*DIRECTIVE*: Say how many lines of the material below contain the string "values". Case matters, and your reply should be only the number.

*DATA PROVIDED*:
══════════════════════════════
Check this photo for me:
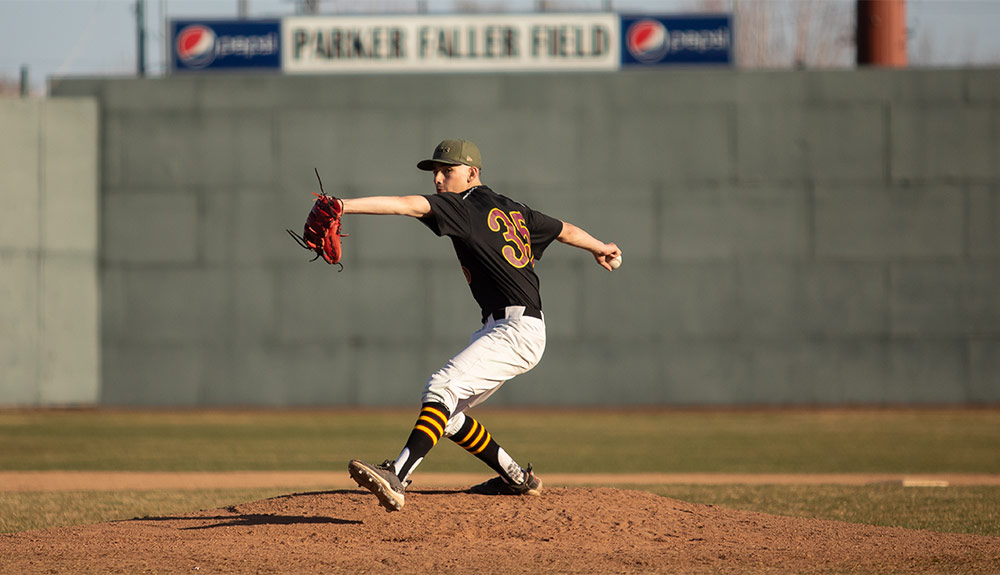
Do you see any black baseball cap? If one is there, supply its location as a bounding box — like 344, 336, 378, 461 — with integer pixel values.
══════════════════════════════
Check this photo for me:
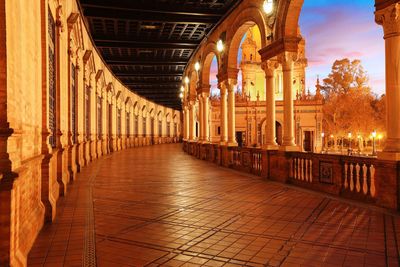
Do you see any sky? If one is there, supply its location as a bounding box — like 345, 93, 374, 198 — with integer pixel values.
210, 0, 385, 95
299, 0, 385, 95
══════════════════════════════
*THE RESPONSE*: 2